Start of Task inputs
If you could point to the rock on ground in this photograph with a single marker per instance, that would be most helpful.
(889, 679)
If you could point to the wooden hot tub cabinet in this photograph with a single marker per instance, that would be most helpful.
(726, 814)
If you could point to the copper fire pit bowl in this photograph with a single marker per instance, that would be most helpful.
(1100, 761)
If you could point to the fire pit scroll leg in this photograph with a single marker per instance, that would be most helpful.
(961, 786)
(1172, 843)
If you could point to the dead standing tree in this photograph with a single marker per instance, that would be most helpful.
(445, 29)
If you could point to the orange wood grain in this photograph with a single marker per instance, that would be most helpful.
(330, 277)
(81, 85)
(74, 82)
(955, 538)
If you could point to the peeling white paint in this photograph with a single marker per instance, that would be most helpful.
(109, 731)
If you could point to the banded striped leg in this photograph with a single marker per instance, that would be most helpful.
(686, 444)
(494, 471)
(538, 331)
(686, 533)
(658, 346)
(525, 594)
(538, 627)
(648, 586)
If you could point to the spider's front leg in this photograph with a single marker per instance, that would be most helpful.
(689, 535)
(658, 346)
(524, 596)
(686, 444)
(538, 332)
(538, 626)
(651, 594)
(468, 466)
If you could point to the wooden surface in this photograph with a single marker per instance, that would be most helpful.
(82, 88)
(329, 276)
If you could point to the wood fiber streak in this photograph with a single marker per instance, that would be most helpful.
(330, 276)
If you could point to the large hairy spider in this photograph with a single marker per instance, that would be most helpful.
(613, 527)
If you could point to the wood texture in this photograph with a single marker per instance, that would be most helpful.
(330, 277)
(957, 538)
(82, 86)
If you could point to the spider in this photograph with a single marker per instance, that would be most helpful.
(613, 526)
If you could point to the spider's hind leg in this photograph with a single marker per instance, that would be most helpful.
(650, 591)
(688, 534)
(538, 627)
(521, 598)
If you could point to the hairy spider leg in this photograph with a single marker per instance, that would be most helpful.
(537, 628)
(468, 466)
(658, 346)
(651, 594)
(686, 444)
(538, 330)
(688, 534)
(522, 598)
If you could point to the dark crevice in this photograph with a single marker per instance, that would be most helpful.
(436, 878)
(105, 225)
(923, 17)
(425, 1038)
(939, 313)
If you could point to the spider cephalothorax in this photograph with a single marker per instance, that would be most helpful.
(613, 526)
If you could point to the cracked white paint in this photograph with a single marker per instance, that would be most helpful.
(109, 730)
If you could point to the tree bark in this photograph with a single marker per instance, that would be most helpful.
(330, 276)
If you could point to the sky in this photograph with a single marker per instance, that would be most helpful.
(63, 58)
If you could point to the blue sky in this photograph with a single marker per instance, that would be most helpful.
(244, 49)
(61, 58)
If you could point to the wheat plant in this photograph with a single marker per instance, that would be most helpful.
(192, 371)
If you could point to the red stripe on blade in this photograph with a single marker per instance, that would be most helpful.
End of Task inputs
Take the line that contains "If you could point to the tree" and every line after it to the end of the entries above, and reproduce them exactly.

### Solution to the exercise
If you could point to the tree bark in this photograph with a single marker per instance, that would be most helpful.
(330, 276)
If you could point to the sky in this photograph with a single marker per instance, that would be most helpful.
(63, 58)
If you could point to the blue sky in this photograph with a single marker per instance, that would be most helpful.
(244, 49)
(61, 58)
If you could point to the wheat plant in this photograph with a single marker per instance, that would be most helpful.
(192, 371)
If you could point to the red stripe on blade in this photograph with a single marker per instance, that would be most helpful.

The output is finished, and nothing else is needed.